> **Input data**
_ _ _ _
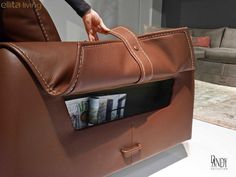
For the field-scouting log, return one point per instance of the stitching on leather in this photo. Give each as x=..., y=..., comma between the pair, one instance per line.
x=41, y=23
x=81, y=62
x=35, y=67
x=190, y=48
x=142, y=66
x=161, y=34
x=141, y=49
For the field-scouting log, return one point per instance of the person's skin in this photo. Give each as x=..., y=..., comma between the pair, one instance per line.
x=93, y=24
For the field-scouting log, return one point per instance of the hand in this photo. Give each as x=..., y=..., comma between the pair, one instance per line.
x=93, y=24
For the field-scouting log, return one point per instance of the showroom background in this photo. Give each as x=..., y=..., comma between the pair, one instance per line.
x=134, y=14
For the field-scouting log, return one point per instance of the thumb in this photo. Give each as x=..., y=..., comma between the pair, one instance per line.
x=103, y=28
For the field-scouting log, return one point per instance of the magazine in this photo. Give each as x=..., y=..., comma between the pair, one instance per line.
x=94, y=110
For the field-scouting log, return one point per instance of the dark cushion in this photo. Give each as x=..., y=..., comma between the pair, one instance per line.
x=221, y=55
x=203, y=41
x=215, y=35
x=229, y=38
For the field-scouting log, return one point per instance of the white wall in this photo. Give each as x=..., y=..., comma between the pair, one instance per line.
x=133, y=14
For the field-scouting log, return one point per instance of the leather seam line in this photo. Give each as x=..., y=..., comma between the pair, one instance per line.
x=32, y=63
x=140, y=49
x=81, y=62
x=136, y=57
x=190, y=49
x=161, y=34
x=41, y=23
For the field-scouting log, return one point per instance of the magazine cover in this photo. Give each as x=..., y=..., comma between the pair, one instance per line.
x=94, y=110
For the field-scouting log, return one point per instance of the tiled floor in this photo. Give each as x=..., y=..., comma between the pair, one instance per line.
x=193, y=158
x=215, y=104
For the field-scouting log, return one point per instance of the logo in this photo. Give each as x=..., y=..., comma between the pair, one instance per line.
x=218, y=163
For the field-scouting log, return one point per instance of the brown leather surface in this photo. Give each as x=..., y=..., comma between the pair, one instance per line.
x=28, y=24
x=167, y=53
x=36, y=135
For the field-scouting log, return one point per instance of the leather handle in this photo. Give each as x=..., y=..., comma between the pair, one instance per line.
x=128, y=151
x=134, y=47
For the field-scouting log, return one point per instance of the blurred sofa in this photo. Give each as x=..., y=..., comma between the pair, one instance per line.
x=216, y=63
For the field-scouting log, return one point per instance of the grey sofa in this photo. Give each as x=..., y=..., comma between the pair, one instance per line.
x=216, y=64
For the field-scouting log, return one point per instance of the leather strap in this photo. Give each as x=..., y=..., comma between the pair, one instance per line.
x=135, y=49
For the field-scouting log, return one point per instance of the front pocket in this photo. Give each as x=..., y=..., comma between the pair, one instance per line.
x=87, y=110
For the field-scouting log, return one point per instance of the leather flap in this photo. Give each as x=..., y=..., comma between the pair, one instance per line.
x=68, y=68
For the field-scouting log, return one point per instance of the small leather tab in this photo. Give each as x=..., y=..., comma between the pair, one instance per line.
x=129, y=151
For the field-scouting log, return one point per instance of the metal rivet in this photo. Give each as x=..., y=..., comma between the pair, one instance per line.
x=136, y=48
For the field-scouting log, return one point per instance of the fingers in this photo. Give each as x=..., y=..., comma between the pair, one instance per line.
x=103, y=27
x=92, y=36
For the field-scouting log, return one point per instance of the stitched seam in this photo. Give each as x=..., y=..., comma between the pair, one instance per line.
x=190, y=48
x=41, y=23
x=137, y=58
x=35, y=67
x=141, y=49
x=81, y=62
x=161, y=34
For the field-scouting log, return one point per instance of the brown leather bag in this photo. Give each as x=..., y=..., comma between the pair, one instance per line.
x=155, y=70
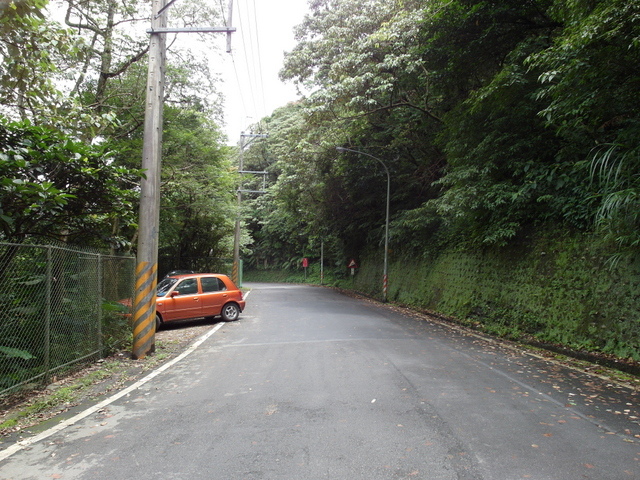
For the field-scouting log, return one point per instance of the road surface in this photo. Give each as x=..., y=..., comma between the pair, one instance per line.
x=311, y=384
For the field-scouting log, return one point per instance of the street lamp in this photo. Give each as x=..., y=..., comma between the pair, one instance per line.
x=385, y=276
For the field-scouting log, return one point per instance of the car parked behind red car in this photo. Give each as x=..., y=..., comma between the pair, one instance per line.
x=182, y=297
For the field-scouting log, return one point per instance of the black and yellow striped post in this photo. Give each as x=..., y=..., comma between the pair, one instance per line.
x=144, y=310
x=144, y=305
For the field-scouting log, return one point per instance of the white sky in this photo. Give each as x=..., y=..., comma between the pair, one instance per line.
x=265, y=32
x=251, y=88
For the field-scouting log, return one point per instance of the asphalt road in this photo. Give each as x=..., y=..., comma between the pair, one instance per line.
x=311, y=384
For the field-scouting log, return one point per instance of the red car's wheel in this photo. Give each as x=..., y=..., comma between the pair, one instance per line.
x=230, y=312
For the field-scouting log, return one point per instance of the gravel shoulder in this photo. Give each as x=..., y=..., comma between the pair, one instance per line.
x=27, y=413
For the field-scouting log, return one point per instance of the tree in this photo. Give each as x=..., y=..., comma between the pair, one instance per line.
x=59, y=188
x=29, y=44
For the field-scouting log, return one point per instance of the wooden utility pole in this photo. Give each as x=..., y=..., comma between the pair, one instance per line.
x=144, y=304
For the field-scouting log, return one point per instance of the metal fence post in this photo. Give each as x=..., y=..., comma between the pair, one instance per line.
x=47, y=316
x=99, y=297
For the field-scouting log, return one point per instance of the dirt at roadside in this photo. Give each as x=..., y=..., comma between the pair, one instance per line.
x=23, y=411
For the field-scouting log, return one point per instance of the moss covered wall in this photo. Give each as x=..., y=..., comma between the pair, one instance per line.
x=555, y=289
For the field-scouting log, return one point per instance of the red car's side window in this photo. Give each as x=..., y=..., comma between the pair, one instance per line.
x=212, y=284
x=188, y=286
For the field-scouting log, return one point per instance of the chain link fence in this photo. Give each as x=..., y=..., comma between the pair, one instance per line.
x=59, y=308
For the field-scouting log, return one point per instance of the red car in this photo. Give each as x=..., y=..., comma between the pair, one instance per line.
x=181, y=297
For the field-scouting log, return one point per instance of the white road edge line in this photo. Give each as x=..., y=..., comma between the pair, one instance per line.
x=16, y=447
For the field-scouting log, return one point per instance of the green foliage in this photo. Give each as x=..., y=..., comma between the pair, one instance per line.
x=197, y=205
x=55, y=187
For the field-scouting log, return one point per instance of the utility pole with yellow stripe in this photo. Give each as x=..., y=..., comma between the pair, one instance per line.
x=144, y=302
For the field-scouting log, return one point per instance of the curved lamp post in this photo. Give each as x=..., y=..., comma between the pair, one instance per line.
x=385, y=276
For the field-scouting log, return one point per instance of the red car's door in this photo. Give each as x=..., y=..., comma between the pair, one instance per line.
x=183, y=302
x=214, y=295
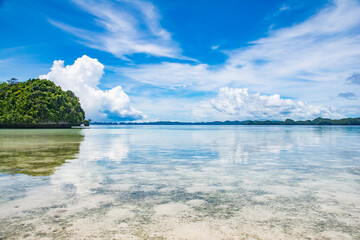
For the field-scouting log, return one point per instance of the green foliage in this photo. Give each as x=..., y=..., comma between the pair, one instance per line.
x=38, y=102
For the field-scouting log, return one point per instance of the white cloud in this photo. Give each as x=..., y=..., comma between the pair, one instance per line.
x=240, y=103
x=82, y=78
x=126, y=27
x=308, y=61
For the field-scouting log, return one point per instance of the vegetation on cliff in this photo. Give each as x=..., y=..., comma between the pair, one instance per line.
x=36, y=103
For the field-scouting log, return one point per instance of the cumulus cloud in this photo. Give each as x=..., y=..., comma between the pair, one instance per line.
x=348, y=95
x=82, y=78
x=126, y=27
x=239, y=102
x=301, y=61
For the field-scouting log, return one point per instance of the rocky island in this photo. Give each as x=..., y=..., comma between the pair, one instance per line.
x=38, y=103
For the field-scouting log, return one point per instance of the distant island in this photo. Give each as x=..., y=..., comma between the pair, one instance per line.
x=317, y=121
x=38, y=103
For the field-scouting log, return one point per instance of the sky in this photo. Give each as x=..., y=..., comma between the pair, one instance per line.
x=190, y=60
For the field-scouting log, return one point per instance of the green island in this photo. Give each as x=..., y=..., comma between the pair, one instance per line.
x=38, y=103
x=317, y=121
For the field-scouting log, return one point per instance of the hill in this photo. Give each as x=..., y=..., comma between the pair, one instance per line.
x=38, y=103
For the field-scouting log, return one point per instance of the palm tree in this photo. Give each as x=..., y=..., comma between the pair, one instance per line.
x=12, y=81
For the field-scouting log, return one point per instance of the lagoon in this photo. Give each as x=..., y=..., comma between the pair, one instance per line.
x=180, y=182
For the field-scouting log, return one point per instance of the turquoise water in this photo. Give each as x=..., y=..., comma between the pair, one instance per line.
x=181, y=182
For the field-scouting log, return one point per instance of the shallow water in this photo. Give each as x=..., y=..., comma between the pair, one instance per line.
x=181, y=182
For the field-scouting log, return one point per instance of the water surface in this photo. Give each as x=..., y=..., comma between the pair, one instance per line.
x=181, y=182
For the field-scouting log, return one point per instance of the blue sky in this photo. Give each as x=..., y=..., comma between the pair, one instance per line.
x=190, y=60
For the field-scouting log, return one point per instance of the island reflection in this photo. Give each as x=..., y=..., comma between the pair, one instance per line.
x=37, y=152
_ _ _ _
Reproduce the items from the start up to and including the line with "x=103, y=28", substituting "site survey log" for "field-scouting log" and leaving everything else unchanged. Give only those lines and leave out the pictures.

> **Solution to this problem**
For the site survey log, return one point per instance of the stitching on leather in this photo. Give each as x=..., y=..., comma between the pair, one instance per line.
x=41, y=23
x=81, y=62
x=35, y=67
x=190, y=48
x=142, y=66
x=161, y=34
x=141, y=49
For the site survey log, return one point per instance of the person's skin in this photo. Give each as x=..., y=..., comma between the pair, one instance per line.
x=93, y=24
For the site survey log, return one point per instance of the hand in this photo. Give each as x=..., y=..., comma between the pair, one instance per line.
x=93, y=24
For the site survey log, return one point per instance of the showroom background in this photo. Give each as x=..., y=..., comma between the pair, one instance per line.
x=134, y=14
For the site survey log, return one point per instance of the thumb in this photo. Give each as x=..., y=..., comma between the pair, one instance per line.
x=103, y=28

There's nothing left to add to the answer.